Aufgaben
(1) Beantworte anhand des Textauszugs über Roths Buch zu Schattenbildern folgende Fragen:
(a) Welchen Titel trägt Roths Buch?
(b) Welchen ungefähren Umfang hat die Diskussion in Seiten?
(c) Woran hat es laut Roths Einleitung bislang gefehlt?
(2) Führe den Textauszug über Roths Buch zu Schattenbildern im Anschluss an seinen letzten Satz weiter.

Textauszug
>>>>

Nun liegt also sein Buch »Körper. Projektion. Bild« vor, die er wohl zu Recht als eine »Kulturgeschichte der Schattenbilder« nennt. Es ist eine Thematik, mit der er sich bereits in seiner Promotion auseinandergesetzt hat. Schattenbilder«, schreibt Roth, »haben das moderne Verständnis von Bildlichkeit radikal verändert«. 
Die rund 500-seitige Diskussion muss man wohl als Standardwerk sehen, denn – so Roth in seiner Einleitung – hat es bislang an einer systematischen Einordnung der Schattenbilder gefehlt. Roths Bibliografie ist eine wahre Fundgrube. Der Text ist leicht verständlich, wobei man sich schon für die Thematik interessieren muss. Es ist eben eine durch und durch wissenschaftliche Arbeit auf einem ganz bestimmten Gebiet.

<<<<

Gespeicherte Daten
>>>>

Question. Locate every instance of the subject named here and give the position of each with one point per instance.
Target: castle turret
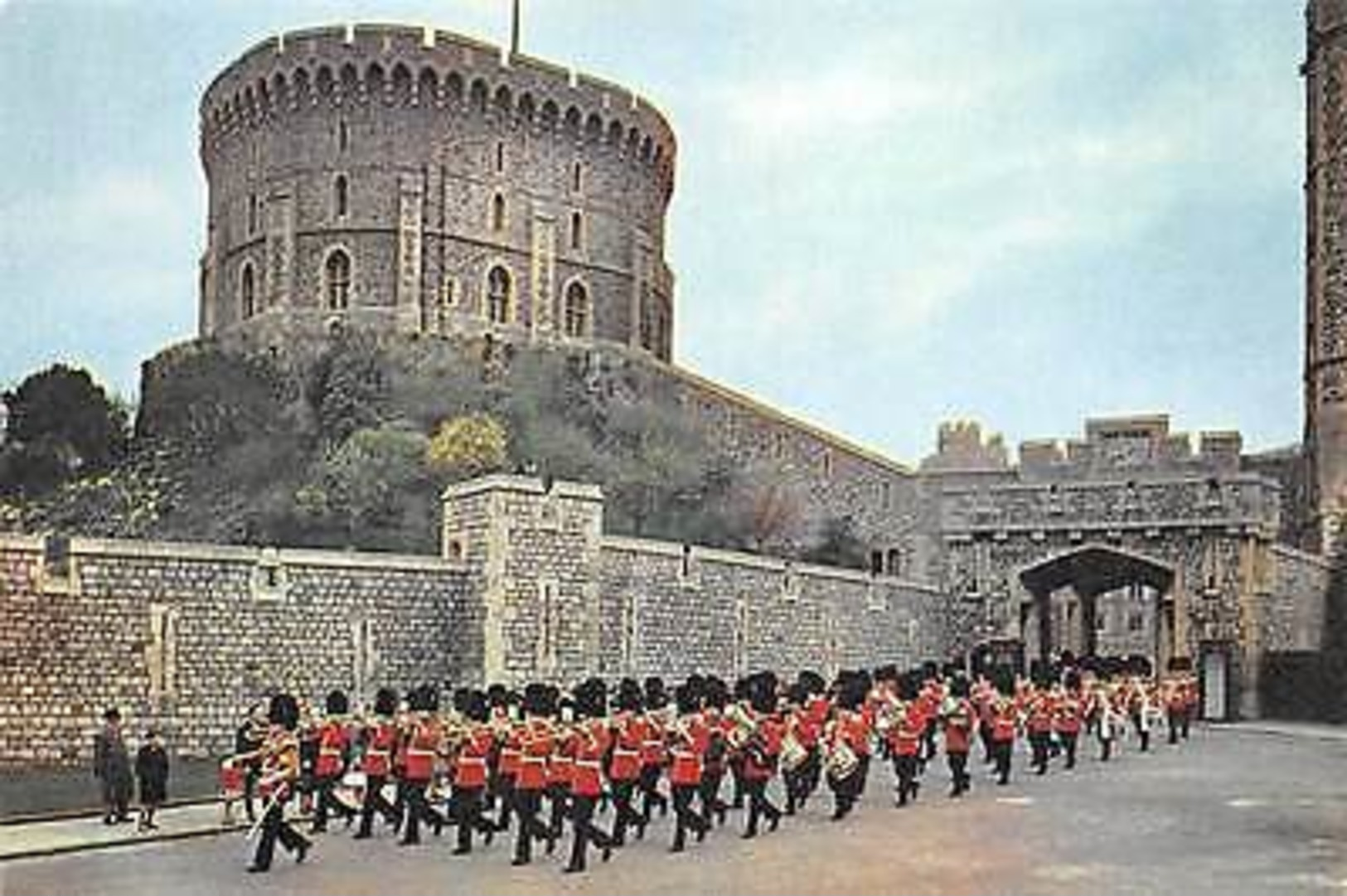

<<<<

Erwartete Ausgaben
(1)
(a) »Körper. Projektion. Bild«
(b) Rund 500 Seiten
(c) An einer systematischen Einordnung der Schattenbilder

(2)
Neues Sehverständnis

Roth beginnt buchstäblich am Anfang, bei den Höhlenmenschen, genauer bei Planton und dessen Höhlengleichnis in der Politeia. Unter anderem, um überhaupt erst mal zu erklären, was es mit Schattenbildern auf sich hat und was sie für unser Sehverständnis bedeuten. »So waren die mit den Röntgenstrahlen verbundenen Schattenbilder ein ›Schock‹, der zu einem Bruch mit bisherigen Seh- und Bildherstellungsmethoden zu Beginn des 20. Jahrhunderts brach.«

Damit stellt er auch gleich die Frage nach des Pudels Kern: Kann man flächige Projektionen von Gegenständen verstehen, wenn man das dreidimensionale Konzept der Welt nicht kennt? Roth kommt auf die paradoxe Erfahrung, dass nämlich der Schatten eines Objekts größer wird, je weiter es sich von der Projektionsfläche entfernt und je näher es zur Lichtquelle rückt. Daraus entstehe die nächste Frage: Was macht ein Bild aus und wann kann man von Bild sprechen.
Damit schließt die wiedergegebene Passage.